● Problem description:
Report every line in the entries below that contains the word "road", copying each line in full.

Annotated coordinate records
══════════════════════════════
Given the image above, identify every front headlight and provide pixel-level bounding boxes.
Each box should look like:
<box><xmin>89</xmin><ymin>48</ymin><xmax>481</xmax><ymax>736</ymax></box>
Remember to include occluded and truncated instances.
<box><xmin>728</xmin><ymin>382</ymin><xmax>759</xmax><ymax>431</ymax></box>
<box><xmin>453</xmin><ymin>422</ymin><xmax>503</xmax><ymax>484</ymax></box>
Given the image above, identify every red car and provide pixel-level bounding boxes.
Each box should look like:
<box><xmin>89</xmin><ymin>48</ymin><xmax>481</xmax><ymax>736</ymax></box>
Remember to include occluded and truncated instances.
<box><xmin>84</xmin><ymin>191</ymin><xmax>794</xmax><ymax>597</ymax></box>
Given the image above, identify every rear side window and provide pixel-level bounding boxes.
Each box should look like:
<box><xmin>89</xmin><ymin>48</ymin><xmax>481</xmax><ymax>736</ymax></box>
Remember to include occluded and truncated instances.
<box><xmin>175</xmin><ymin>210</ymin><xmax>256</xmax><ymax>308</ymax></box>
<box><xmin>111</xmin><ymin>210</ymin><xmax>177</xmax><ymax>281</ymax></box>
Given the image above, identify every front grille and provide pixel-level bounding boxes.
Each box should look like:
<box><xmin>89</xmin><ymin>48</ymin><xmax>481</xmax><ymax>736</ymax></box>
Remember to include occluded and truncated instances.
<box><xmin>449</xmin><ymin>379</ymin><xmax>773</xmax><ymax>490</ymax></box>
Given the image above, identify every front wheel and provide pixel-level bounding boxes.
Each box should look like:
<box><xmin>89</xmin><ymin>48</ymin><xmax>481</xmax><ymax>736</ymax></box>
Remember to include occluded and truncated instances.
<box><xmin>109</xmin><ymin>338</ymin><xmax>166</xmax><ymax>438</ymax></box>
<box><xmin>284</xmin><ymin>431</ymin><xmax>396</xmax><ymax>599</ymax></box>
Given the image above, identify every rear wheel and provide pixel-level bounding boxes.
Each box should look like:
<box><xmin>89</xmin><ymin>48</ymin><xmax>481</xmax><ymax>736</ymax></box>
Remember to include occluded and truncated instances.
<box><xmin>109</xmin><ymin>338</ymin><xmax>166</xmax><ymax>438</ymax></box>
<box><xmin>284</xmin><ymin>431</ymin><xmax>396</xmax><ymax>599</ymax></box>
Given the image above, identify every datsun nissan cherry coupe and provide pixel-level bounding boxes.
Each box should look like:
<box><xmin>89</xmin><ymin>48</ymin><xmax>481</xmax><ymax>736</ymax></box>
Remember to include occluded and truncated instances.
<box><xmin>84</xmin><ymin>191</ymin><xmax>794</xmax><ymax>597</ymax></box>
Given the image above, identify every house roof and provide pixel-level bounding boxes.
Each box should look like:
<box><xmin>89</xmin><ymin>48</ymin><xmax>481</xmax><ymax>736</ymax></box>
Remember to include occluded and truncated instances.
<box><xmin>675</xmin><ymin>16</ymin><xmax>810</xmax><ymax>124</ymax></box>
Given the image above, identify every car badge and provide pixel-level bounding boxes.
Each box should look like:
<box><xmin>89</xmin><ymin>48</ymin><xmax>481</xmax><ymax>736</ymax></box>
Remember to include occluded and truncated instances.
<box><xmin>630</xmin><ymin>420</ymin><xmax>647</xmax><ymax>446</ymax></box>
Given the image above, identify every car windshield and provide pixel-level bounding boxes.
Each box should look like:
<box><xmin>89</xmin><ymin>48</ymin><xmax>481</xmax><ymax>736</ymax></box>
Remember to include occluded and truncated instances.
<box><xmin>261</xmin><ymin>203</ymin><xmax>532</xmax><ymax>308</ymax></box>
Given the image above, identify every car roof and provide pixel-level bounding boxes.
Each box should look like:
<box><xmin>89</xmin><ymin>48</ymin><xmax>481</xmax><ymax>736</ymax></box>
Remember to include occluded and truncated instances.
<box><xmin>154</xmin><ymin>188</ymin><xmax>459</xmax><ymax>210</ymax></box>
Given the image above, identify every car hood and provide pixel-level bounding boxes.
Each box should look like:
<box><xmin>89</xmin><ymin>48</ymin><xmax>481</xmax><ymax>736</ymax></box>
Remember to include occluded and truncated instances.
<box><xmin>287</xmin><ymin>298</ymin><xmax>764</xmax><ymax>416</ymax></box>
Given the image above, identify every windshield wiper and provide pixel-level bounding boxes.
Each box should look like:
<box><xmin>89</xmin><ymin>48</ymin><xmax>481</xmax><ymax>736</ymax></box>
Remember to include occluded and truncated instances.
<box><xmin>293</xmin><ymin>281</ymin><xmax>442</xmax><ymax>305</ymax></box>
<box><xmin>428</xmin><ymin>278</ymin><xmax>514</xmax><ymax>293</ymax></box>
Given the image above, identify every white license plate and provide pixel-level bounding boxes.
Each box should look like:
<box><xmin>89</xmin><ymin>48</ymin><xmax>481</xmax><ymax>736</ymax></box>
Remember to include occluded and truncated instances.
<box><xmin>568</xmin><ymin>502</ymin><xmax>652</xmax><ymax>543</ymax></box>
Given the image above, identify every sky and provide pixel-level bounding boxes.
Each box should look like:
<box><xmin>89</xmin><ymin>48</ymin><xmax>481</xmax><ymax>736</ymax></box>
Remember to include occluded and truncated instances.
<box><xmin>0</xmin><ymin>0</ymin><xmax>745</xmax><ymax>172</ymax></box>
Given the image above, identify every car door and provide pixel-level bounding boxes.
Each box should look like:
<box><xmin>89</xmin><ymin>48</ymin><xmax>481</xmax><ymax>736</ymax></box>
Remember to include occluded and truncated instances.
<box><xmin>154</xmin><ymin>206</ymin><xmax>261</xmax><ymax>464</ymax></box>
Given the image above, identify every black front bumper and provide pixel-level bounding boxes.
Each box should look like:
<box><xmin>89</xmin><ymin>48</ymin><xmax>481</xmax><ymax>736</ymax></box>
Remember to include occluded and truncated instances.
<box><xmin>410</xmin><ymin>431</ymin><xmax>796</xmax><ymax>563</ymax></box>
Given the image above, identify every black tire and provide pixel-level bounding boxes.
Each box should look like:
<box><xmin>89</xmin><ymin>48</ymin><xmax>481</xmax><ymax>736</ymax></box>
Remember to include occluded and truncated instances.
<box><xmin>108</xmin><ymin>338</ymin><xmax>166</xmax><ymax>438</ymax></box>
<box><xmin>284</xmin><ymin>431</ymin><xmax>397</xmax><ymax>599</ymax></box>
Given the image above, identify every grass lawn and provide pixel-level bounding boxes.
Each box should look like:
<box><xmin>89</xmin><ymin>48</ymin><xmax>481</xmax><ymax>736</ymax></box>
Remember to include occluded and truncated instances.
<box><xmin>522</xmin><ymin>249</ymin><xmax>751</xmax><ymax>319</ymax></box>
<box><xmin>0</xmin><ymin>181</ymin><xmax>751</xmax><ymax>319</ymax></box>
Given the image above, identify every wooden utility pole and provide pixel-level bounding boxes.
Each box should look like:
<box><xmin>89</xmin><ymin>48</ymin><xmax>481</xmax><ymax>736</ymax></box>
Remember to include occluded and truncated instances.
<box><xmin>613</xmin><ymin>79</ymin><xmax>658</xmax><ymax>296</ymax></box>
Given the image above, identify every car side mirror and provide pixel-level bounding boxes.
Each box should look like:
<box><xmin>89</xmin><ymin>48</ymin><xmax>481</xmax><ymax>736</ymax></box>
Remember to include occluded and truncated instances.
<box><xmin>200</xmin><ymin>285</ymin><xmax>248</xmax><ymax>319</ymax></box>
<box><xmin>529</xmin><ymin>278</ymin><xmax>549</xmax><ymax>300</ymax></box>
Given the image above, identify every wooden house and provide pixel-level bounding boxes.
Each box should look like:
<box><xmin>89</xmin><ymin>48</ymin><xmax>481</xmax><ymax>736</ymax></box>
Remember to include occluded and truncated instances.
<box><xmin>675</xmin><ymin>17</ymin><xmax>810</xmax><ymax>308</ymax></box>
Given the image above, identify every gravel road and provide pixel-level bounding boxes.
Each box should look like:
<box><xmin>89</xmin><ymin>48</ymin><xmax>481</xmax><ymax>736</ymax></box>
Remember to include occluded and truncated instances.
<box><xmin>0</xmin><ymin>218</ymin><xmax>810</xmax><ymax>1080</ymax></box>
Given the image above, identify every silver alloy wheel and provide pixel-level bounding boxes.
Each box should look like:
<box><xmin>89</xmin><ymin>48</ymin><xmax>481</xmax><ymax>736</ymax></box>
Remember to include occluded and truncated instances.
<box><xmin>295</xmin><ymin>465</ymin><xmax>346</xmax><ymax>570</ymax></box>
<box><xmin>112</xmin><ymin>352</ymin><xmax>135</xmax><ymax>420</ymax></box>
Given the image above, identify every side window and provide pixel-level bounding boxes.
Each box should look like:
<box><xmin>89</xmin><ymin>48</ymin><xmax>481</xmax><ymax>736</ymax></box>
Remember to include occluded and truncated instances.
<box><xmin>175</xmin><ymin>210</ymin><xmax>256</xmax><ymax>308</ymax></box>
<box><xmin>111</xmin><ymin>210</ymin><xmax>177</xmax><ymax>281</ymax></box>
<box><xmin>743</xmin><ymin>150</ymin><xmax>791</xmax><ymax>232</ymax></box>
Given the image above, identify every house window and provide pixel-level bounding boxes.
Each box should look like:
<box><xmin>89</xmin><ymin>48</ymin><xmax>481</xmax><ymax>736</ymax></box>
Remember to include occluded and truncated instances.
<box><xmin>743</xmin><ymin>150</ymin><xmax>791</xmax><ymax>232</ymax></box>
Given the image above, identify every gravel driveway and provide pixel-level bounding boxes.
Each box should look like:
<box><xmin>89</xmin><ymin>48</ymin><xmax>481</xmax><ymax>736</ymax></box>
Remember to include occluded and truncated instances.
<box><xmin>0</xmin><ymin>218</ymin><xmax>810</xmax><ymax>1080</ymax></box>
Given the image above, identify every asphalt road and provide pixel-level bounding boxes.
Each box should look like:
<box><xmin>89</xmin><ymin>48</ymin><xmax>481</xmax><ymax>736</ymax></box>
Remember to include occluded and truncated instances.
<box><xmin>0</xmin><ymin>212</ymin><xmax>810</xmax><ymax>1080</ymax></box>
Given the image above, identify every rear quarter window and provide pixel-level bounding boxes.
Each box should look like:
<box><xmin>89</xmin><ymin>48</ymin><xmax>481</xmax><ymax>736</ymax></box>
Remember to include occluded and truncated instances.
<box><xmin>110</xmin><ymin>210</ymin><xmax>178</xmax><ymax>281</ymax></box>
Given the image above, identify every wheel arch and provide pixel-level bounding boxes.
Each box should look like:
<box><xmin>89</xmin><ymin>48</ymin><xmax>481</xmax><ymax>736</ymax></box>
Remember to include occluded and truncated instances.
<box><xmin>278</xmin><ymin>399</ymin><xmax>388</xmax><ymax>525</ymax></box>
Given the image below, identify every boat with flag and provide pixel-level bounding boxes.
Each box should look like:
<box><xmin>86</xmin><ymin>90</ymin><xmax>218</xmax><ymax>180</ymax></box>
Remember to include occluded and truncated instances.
══════════════════════════════
● Task answer:
Given the image above, identify every gravel road and provide pixel-level bounding boxes.
Given the image above, identify every asphalt road and provide pixel-level bounding boxes.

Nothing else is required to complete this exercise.